# 課題の目的
「Locate the white banner」を含む行から「(1007, 220)」を含む行まで、両端の行も含めて一字一句そのまま書き写してください。画像は答えに含めないでください。

# 与えられた情報
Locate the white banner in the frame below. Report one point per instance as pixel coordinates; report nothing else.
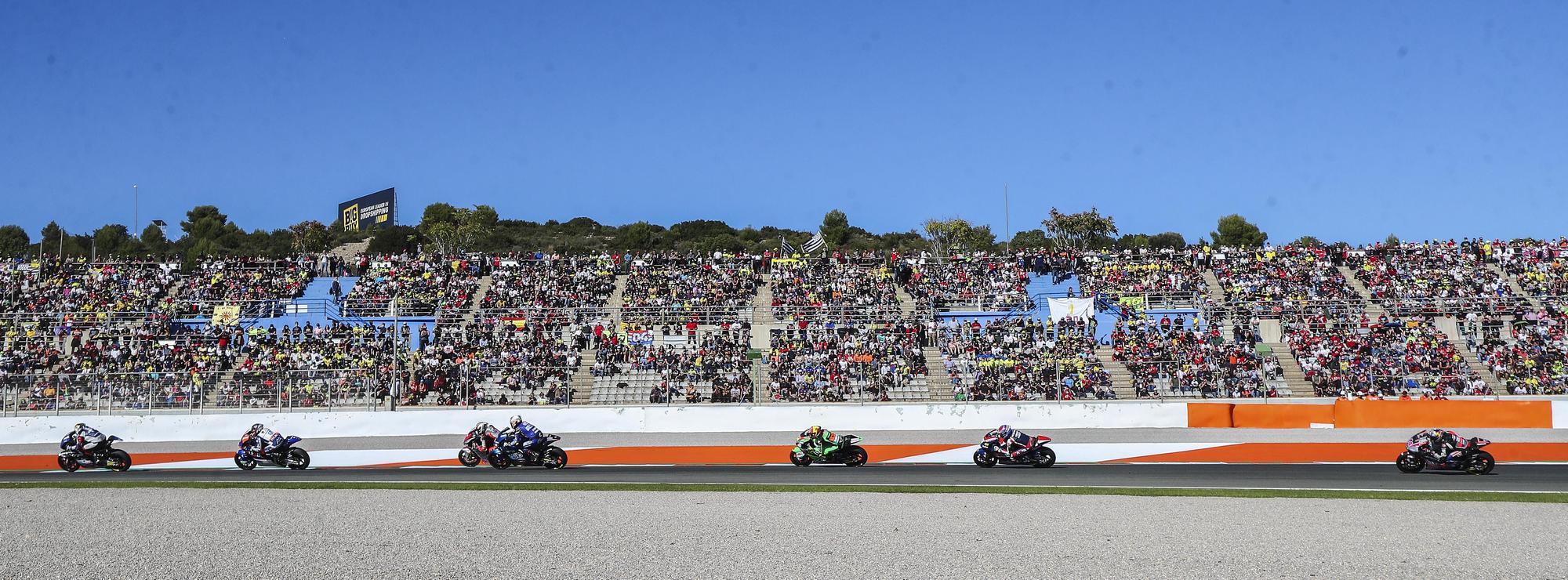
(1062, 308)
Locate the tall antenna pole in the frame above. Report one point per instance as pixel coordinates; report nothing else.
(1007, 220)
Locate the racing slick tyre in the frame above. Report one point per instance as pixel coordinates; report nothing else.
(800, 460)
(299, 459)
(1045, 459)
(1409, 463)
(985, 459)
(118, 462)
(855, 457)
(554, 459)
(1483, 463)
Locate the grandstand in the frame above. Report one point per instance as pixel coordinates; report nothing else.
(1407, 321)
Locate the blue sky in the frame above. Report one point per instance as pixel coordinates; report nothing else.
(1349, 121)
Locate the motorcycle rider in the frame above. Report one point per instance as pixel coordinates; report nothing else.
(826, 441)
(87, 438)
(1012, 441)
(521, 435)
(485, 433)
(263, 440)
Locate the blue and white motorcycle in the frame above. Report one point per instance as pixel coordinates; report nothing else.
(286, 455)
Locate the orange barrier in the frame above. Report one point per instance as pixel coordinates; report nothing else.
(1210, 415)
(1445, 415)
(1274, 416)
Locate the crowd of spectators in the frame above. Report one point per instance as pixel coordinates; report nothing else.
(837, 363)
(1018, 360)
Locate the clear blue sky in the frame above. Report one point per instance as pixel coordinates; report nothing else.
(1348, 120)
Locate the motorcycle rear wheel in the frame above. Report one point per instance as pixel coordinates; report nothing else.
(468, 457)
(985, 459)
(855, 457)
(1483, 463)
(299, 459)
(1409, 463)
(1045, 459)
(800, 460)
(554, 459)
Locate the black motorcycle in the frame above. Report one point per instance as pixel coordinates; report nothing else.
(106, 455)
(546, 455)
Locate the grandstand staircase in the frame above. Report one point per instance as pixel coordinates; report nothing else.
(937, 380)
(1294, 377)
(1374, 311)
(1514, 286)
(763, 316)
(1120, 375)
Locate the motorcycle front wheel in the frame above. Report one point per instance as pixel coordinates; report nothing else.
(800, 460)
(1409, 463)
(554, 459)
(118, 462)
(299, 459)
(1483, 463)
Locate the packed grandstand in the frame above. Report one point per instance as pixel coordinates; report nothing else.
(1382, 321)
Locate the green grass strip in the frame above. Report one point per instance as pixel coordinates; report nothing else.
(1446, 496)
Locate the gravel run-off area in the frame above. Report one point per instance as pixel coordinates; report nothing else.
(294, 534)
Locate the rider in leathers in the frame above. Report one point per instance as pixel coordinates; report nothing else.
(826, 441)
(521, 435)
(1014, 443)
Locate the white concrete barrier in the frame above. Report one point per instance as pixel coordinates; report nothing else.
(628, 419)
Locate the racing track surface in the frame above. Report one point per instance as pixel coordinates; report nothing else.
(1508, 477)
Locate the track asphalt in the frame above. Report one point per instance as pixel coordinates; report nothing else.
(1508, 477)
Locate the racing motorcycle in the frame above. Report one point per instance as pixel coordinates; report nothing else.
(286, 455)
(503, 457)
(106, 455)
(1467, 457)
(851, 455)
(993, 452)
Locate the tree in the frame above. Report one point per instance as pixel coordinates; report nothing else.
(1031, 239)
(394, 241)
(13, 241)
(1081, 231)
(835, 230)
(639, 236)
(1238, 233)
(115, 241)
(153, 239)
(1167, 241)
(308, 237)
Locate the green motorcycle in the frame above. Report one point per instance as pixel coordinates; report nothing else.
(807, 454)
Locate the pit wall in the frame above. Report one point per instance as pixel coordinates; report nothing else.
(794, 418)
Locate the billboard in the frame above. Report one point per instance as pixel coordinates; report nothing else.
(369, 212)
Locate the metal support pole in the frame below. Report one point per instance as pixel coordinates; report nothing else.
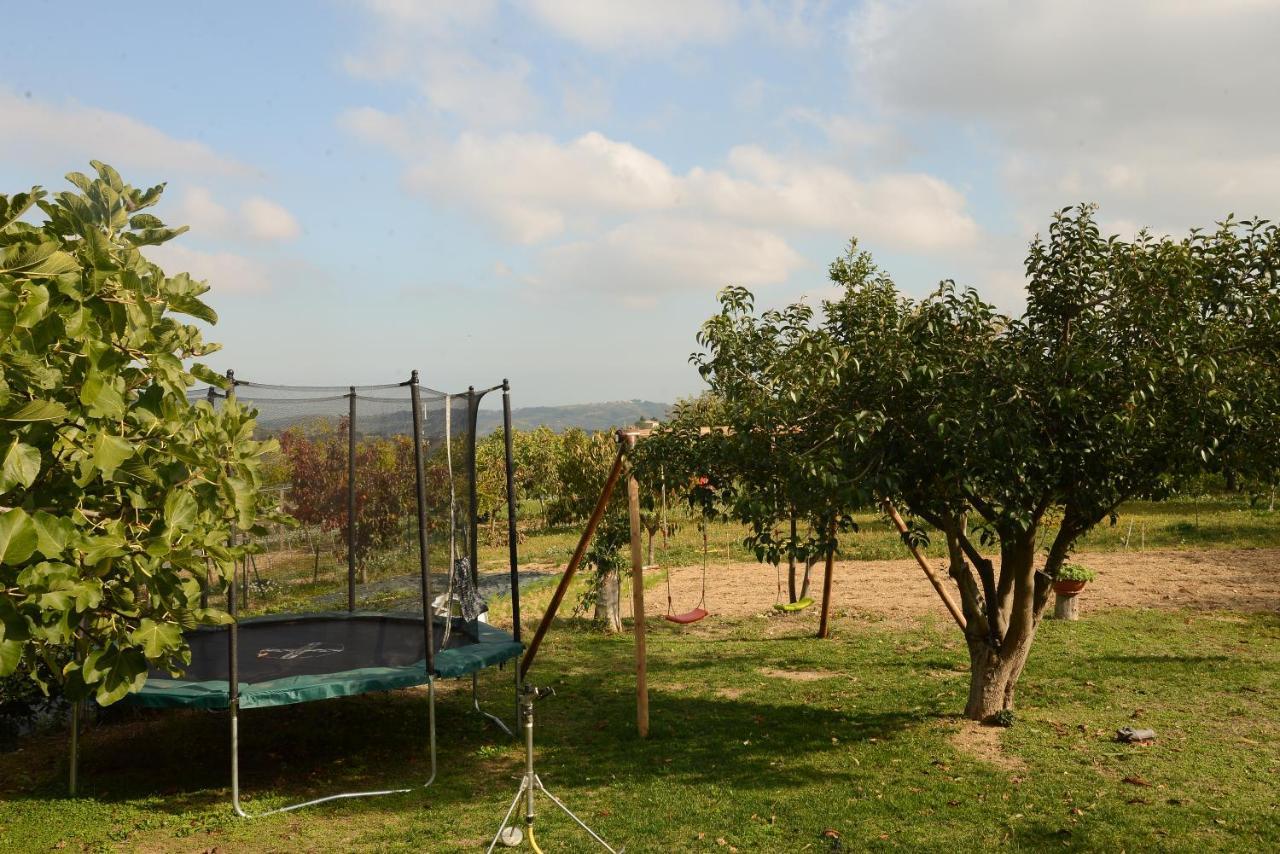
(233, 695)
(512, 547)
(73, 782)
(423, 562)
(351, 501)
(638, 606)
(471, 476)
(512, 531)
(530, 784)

--

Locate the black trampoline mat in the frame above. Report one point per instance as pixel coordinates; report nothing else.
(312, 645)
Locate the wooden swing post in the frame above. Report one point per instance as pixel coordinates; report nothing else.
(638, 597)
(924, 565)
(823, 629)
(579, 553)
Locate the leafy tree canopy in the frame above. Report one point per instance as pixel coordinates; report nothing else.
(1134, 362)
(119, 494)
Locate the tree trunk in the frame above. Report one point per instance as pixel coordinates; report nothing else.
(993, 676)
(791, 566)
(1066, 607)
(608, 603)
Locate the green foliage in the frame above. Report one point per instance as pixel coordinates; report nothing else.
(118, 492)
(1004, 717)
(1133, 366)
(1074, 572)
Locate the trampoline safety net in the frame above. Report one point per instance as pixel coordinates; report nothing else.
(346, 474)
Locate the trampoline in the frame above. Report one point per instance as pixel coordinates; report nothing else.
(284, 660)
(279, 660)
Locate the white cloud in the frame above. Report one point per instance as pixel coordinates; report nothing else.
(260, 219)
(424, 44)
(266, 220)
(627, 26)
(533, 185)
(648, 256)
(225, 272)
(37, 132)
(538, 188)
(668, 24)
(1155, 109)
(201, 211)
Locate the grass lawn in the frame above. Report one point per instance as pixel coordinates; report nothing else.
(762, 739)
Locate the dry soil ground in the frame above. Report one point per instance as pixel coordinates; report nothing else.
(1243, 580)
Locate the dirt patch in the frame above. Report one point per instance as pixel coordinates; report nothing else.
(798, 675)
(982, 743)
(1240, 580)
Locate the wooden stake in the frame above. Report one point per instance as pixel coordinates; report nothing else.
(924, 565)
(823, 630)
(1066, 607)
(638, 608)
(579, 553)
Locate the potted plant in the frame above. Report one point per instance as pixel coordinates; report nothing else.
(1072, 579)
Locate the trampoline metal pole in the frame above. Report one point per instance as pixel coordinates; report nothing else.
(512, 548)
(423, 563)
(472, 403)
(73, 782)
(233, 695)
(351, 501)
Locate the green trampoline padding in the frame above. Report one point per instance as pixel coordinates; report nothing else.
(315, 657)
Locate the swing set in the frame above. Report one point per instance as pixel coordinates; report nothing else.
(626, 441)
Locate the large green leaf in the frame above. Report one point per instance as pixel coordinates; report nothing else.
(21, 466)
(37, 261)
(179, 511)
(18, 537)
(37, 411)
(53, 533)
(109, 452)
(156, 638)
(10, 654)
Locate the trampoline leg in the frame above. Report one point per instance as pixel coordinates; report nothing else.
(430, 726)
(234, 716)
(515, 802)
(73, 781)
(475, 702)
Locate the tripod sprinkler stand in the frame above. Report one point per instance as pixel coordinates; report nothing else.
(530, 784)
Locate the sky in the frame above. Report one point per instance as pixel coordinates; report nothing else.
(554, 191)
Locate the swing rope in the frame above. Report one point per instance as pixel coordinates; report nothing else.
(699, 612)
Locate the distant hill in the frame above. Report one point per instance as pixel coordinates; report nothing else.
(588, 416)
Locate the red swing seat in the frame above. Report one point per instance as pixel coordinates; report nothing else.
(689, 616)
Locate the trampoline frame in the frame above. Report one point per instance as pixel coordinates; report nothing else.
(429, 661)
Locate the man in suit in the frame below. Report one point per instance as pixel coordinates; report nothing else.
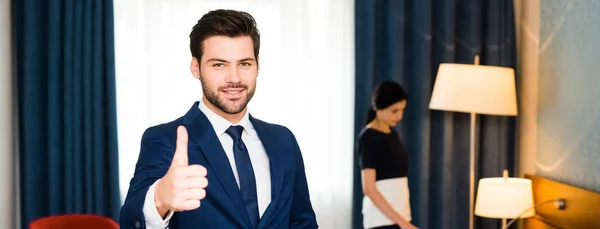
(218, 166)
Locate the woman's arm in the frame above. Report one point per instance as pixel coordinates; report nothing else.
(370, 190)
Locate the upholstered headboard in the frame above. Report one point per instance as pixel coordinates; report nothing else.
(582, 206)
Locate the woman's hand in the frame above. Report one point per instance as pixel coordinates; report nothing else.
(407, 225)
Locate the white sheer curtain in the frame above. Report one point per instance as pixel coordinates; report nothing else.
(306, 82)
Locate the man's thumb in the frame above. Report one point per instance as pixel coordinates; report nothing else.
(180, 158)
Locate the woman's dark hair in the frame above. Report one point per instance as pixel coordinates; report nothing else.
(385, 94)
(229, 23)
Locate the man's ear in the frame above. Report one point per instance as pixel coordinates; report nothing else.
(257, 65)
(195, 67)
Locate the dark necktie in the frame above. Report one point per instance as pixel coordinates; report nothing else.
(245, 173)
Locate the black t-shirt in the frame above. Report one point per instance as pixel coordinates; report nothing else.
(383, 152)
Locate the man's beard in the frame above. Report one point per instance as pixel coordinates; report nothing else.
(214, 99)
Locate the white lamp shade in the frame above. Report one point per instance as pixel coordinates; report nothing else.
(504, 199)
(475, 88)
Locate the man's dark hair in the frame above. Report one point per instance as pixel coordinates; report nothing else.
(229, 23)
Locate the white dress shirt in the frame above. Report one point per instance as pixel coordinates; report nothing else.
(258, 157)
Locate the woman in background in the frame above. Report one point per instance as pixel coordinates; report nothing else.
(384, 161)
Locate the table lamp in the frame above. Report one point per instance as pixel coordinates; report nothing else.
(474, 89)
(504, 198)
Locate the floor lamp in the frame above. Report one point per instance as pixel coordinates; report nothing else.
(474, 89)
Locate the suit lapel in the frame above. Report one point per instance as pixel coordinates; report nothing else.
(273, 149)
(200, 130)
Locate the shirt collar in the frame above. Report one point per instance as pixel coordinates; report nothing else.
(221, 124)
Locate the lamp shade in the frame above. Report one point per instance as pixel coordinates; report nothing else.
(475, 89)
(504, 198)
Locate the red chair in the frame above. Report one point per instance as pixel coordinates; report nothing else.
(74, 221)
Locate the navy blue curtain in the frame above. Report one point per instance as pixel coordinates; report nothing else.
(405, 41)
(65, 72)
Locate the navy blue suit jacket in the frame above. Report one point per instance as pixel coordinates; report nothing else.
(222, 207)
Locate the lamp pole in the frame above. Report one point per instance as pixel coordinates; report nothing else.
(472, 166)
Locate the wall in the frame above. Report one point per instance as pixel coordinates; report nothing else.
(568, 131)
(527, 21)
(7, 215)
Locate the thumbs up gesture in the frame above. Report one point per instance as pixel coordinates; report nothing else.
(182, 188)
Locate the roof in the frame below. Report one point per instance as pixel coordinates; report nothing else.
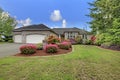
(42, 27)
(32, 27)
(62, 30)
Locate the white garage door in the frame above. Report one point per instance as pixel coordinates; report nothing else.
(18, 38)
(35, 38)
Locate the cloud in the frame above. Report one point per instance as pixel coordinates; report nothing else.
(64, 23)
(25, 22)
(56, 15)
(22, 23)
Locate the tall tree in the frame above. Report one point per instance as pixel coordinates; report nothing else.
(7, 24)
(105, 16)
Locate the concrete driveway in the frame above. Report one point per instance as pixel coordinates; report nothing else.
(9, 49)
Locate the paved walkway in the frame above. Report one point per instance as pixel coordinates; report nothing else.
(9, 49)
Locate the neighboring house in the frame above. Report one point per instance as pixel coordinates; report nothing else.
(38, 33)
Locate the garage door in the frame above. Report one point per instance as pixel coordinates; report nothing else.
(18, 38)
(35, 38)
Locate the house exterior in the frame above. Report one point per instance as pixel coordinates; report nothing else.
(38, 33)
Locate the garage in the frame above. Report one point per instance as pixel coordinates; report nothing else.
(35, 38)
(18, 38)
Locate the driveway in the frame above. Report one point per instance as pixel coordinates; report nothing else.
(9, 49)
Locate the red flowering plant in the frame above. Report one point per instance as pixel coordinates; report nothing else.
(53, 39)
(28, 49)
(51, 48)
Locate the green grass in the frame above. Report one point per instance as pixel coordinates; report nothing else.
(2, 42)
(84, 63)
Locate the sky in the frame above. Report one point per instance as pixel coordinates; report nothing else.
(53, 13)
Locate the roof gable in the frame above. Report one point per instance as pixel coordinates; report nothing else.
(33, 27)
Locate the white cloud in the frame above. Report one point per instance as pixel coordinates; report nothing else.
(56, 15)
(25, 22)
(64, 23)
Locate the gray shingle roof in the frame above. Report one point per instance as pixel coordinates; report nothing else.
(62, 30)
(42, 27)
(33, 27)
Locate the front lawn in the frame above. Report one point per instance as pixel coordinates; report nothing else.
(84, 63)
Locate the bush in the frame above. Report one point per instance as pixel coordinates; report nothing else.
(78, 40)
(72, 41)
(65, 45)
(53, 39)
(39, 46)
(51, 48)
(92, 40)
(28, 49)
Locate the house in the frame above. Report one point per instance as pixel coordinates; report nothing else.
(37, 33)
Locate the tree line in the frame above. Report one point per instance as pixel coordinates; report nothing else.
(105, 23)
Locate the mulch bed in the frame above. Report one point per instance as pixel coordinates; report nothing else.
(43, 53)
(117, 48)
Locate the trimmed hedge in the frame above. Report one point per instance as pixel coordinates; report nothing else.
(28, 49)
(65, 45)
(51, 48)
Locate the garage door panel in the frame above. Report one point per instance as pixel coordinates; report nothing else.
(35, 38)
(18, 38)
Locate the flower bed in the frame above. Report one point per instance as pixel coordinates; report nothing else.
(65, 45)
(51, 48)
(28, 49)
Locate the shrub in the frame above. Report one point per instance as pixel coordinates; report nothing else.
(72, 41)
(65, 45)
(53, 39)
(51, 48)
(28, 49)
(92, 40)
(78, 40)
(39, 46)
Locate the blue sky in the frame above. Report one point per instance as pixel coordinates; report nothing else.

==

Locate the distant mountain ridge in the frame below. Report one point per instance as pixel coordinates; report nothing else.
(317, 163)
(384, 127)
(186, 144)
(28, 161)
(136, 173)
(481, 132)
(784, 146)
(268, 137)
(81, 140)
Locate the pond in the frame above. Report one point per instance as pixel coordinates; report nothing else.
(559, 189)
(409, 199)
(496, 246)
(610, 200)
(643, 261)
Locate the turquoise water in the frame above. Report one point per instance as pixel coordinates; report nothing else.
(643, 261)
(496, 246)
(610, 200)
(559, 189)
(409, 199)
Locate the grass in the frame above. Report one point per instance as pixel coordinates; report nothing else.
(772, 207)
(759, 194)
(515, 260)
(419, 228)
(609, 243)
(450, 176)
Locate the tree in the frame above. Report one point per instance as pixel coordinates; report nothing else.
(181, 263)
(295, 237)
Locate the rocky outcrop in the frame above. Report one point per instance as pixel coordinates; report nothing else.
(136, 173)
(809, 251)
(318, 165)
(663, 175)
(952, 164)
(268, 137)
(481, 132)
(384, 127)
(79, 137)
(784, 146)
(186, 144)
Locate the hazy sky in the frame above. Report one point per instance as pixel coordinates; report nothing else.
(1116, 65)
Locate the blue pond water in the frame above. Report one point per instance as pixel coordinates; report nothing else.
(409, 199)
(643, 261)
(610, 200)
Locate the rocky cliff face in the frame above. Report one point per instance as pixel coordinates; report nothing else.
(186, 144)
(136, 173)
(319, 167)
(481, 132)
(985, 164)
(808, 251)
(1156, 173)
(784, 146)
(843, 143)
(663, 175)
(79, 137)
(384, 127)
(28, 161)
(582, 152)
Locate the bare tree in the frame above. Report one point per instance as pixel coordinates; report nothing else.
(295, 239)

# この課題の結果
Locate the white banner in the frame below. Report one point per instance as pixel coordinates; report nothing else.
(1062, 308)
Locate the tall antenna pole in the frame above. Report one point per instance as pixel coordinates; report nothing else.
(1007, 220)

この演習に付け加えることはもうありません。